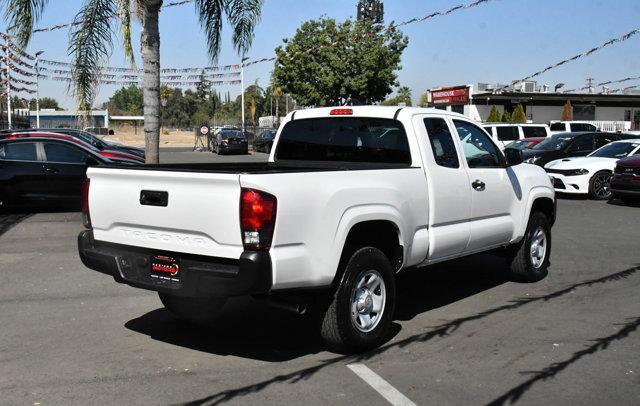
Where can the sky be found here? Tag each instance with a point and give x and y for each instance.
(499, 41)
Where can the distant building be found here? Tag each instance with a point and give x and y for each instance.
(50, 118)
(372, 10)
(611, 112)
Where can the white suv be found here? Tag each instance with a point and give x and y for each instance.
(505, 134)
(571, 127)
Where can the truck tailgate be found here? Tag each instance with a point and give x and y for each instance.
(201, 215)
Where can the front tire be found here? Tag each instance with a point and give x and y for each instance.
(361, 309)
(600, 186)
(529, 259)
(201, 311)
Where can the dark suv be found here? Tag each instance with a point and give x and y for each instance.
(227, 140)
(264, 141)
(625, 182)
(565, 145)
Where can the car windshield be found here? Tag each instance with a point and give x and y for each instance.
(520, 144)
(554, 143)
(615, 150)
(86, 137)
(231, 134)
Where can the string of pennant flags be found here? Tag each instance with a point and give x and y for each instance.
(590, 52)
(13, 58)
(608, 82)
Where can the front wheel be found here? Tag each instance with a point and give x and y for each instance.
(361, 309)
(202, 311)
(529, 259)
(600, 186)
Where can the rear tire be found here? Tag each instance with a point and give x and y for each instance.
(361, 310)
(600, 186)
(201, 311)
(529, 259)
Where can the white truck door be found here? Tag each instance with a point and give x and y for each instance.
(448, 186)
(492, 192)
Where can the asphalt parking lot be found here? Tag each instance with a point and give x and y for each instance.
(463, 334)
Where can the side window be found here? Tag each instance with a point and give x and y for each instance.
(604, 139)
(582, 143)
(442, 145)
(489, 130)
(20, 151)
(64, 153)
(507, 133)
(532, 131)
(477, 146)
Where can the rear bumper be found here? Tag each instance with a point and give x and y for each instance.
(198, 277)
(625, 185)
(570, 184)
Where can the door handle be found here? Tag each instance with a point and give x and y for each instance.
(478, 185)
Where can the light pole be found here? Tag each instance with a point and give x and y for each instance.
(38, 90)
(242, 86)
(8, 88)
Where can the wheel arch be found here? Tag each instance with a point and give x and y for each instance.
(540, 199)
(379, 229)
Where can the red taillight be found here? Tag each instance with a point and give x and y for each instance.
(341, 112)
(257, 219)
(86, 217)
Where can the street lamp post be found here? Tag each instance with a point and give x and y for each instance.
(38, 90)
(242, 86)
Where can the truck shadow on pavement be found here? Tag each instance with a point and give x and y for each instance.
(251, 329)
(445, 329)
(9, 220)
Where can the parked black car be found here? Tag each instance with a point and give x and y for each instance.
(566, 145)
(227, 140)
(43, 171)
(264, 141)
(86, 137)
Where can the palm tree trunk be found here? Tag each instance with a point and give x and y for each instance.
(150, 49)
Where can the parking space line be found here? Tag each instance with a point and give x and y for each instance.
(384, 388)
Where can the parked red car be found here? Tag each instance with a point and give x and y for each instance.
(625, 182)
(106, 153)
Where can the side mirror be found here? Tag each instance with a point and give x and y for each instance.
(513, 156)
(91, 161)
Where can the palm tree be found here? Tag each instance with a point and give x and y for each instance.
(92, 36)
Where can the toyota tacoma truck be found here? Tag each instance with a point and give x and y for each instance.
(349, 198)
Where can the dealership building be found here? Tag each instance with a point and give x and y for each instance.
(610, 112)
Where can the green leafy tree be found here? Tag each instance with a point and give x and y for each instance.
(494, 115)
(127, 101)
(350, 64)
(519, 115)
(403, 95)
(91, 40)
(567, 112)
(45, 103)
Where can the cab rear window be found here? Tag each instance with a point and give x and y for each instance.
(19, 151)
(344, 139)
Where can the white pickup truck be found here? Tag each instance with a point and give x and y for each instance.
(348, 198)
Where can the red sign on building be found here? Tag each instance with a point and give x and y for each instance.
(450, 95)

++++++++++

Task requirements: What are the lines from the one with "Where can the dealership" through the last line of the records above? Quote them exactly and add nothing.

Result of this task:
Where can the dealership building be found here? Tag each instance with a point and give x and y for each instance.
(610, 112)
Where can the green leafy tree be found here? Tag each instance with a point and give x and y for each instance.
(494, 115)
(127, 101)
(350, 64)
(519, 115)
(403, 95)
(91, 40)
(567, 112)
(45, 103)
Where can the cab rear window be found here? Tag each instance with a point and give x and y for each instance.
(19, 151)
(344, 139)
Where can the white pickup truck be found here? Tag each instance with a point and give x and y for each instance.
(348, 198)
Where can the red sign on building be found here? Tag each instance with a point and give x and y for each instance.
(450, 95)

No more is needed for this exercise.